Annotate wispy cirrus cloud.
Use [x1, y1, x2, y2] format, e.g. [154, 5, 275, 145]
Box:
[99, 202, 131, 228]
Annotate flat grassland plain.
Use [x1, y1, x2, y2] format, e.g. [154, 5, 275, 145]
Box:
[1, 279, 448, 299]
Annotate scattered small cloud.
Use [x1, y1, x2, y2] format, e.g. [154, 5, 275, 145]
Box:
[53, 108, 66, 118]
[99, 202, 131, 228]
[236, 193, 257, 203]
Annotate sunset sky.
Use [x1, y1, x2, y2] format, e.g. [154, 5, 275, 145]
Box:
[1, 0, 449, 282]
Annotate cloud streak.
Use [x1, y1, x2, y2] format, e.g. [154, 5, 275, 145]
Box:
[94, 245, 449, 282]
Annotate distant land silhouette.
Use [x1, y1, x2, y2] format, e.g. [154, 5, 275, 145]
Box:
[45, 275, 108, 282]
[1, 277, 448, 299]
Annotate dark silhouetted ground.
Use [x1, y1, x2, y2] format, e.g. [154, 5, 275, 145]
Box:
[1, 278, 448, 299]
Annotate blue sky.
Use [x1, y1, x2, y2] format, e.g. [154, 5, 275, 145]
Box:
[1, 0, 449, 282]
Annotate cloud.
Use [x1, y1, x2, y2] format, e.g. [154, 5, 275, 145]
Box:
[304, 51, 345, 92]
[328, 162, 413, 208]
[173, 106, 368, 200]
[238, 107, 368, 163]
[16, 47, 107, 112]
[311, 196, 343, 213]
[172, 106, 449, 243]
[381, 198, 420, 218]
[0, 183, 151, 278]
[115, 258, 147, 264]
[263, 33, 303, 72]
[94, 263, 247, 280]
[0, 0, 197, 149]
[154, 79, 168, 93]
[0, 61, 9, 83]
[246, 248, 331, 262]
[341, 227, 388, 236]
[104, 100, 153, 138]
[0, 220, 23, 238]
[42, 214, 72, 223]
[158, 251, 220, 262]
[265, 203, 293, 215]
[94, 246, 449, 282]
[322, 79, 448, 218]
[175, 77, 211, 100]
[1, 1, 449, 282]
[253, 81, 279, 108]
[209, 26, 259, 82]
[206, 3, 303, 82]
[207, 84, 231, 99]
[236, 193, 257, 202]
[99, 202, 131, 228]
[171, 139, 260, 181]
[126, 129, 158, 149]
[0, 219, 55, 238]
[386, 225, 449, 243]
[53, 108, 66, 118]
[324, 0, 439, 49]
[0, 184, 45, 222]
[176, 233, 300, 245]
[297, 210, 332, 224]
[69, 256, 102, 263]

◆ Assignment
Whenever a line of the data above holds the word "cloud", it counts once; report the total number of such lines and nothing more.

◆ Solution to the problem
4